**SELECTED PASSAGE**.
§ §
Obviously, you too would visit this place a lot because logic tells us that grabbing food while already out dog walking is easier than making 2 trips. This is especially true when the meal being fed is breakfast (first thing in the morning is no time to go without food or peeing). And you can totally understand why this place has been a NYC staple for me, right? Schubert and I seriously walk into this establishment 3-6 times a week…NO LESS THAN 3! The men who worked/managed David’s knew us by name and even started playing a Schubert piece when we walked in one day. If that’s not Deli love, I don’t know what is.
Now that you’ve been versed on my problem with this blasphemous rule, it’s easy to grasp why after I saw this- on a morning I was more in love with New York City than ever before- it was decided this sign was a non-literal sign to me from the gods. What were they saying? They were, of course, telling me that I needed to relocate from NYC to Denver in September. DIDN’T SEE THAT COMING, DID YOU!?
§ §
Return the part of the deli passage between "Obviously, you too" and "know what is.", inclusive. The items below the deli passage are separate material.

**DATASET**.
§ §
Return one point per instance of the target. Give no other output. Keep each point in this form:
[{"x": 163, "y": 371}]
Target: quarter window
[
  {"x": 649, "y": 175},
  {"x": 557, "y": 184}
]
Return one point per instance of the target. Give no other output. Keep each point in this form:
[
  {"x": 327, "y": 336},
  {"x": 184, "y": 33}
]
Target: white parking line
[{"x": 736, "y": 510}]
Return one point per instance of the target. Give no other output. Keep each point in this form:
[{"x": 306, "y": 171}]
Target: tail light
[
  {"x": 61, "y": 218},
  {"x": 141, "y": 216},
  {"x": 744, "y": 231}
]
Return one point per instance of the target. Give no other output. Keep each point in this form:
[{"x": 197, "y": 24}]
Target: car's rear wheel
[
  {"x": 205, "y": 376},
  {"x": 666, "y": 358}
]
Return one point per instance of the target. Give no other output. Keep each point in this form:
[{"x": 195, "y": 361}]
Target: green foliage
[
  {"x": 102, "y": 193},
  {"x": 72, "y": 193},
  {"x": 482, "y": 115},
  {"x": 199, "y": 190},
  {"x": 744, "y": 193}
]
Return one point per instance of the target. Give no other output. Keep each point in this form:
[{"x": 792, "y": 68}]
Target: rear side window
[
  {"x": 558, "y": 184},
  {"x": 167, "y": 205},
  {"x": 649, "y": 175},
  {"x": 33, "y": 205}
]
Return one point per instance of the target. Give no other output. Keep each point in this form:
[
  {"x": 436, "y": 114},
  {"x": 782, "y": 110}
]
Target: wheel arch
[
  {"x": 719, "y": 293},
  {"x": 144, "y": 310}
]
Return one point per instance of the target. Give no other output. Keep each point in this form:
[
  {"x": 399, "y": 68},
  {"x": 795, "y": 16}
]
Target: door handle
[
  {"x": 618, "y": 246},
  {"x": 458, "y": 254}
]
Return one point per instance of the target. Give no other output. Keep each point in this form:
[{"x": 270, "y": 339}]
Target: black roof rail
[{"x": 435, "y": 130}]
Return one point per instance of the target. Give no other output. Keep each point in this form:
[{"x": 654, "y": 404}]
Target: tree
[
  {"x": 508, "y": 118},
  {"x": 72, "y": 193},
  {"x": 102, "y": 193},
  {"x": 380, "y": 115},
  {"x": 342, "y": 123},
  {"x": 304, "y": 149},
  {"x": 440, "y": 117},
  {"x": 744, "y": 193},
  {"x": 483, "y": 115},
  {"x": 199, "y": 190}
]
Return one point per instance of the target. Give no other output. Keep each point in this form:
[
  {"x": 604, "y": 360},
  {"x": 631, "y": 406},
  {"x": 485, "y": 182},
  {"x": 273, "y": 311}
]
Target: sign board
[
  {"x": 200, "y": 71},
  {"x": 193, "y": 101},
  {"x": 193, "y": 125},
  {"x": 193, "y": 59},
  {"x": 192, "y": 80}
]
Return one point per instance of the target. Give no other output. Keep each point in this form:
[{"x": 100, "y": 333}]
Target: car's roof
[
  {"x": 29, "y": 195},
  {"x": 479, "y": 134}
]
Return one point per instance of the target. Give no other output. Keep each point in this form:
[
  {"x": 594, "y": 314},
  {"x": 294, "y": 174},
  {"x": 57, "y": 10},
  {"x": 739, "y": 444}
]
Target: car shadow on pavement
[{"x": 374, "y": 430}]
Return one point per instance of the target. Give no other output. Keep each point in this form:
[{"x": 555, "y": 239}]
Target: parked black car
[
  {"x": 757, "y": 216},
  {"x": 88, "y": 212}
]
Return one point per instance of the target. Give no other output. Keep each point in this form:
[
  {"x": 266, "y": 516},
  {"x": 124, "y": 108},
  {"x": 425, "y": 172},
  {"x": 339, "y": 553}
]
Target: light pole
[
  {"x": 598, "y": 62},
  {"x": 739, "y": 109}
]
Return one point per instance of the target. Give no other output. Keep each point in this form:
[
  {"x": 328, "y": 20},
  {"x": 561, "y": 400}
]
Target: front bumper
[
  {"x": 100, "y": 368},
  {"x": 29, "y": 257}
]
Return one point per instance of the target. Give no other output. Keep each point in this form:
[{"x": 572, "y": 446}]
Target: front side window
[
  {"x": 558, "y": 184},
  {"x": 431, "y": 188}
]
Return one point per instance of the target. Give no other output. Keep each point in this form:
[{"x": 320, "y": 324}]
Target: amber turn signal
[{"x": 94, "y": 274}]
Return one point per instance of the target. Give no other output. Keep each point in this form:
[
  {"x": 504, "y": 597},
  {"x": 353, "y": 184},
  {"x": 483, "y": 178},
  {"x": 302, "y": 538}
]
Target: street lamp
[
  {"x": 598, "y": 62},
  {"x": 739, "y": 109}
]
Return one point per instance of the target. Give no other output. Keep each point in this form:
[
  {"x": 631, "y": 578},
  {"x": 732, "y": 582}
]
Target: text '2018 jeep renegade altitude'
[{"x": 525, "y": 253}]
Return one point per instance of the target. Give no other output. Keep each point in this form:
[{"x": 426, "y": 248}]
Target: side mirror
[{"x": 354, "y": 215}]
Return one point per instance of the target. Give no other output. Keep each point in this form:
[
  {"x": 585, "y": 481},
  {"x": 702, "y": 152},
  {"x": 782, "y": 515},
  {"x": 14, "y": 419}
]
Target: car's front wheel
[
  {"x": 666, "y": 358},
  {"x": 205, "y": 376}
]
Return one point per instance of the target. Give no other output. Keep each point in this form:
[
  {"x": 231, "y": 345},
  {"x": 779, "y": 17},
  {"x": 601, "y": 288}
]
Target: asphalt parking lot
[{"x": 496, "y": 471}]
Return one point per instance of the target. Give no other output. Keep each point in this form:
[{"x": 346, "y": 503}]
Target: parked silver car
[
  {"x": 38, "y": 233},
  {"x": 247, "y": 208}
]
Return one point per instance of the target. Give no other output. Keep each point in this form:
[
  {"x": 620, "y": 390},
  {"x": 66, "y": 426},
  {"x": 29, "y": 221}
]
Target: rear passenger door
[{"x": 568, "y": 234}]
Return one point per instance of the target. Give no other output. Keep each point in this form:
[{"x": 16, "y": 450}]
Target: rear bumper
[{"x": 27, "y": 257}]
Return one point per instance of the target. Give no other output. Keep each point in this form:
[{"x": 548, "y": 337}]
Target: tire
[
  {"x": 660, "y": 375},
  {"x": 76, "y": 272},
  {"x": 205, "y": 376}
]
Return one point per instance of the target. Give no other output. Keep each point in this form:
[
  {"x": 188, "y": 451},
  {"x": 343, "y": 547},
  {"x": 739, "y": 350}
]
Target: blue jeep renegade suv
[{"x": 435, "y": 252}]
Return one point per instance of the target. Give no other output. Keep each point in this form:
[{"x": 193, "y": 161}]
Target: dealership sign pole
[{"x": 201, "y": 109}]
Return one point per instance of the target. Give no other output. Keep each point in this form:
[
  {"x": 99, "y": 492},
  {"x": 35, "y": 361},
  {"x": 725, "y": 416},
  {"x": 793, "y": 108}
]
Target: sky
§ §
**WRITTEN RESPONSE**.
Obviously, you too would visit this place a lot because logic tells us that grabbing food while already out dog walking is easier than making 2 trips. This is especially true when the meal being fed is breakfast (first thing in the morning is no time to go without food or peeing). And you can totally understand why this place has been a NYC staple for me, right? Schubert and I seriously walk into this establishment 3-6 times a week…NO LESS THAN 3! The men who worked/managed David’s knew us by name and even started playing a Schubert piece when we walked in one day. If that’s not Deli love, I don’t know what is.